Allergies of the Eye
Reviewed by Jill E. Bixler, M.D.
On this page:
- What Is an Allergy of the Eye?
- Risk Factors
- Tests and Diagnosis
- Treatment and Drugs
- Clinic Information
Allergies of the eye, like all allergies, are overreactions of the immune system to foreign substances, which might otherwise be harmless. If you don’t have allergies, the immune response that occurs following exposure to an allergen is controlled and produces few, if any, symptoms. If you do have allergies, activation of the immune response results in the release of inappropriate, high quantities of chemical mediators—the most common is histamine. These mediators are responsible for the symptoms of allergic reactions. The different types of allergies affecting the eye are: atopic allergies (vernal keratoconjunctivitis, atopic keratoconjunctivitis, and hay fever conjunctivitis); medication reactions; and contact lens-related allergies.
Different Types of Allergies
- Vernal keratoconjunctivitis is a seasonally-recurring conjunctivitis that generally occurs in children and young adults and affects the peripheral cornea.
- Atopic keratoconjunctivitis is not seasonal but generally occurs in older patients who have had a history of atopic eczematoid dermatitis. It can cause more extensive corneal and conjunctival scarring if untreated.
- Hay fever conjunctivitis, also known as seasonal allergic conjunctivitis, is a sudden intense response to an (usually) airborne allergen. It tends to be short-lived and episodic.
- Medication Reactions
- IgE mediated (anaphylactoid) is a sudden, intense reaction which often includes chemosis (conjunctival swelling) and an urticarial response (intense itching). Common offenders include topical penicillin, bacitracin, sulfacetamide, and anesthetics.
- Toxic papillary reactions are very common and result in a chronic red eye. These can occur any time after one week of medication use and are due to some antibiotic and antiviral drops, as well as certain preservatives.
- Allergic contact reactions are slower and more gradual in onset than the above two. They are caused by many topical medications and are easily treated by discontinuing use of the medication.

________________________

* Exercise description *
Answer these from the eye allergy text:
1. Which chemical mediator is the most common one released?
2. Which type of eye allergy generally occurs in older patients with a history of atopic eczematoid dermatitis?
3. How soon after starting a medication can toxic papillary reactions occur?

* Given data *
________________________

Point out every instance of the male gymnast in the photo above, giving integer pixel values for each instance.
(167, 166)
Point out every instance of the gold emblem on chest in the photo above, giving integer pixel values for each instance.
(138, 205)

________________________

* Output of the exercise *
1. Histamine.
2. Atopic keratoconjunctivitis.
3. Any time after one week of medication use.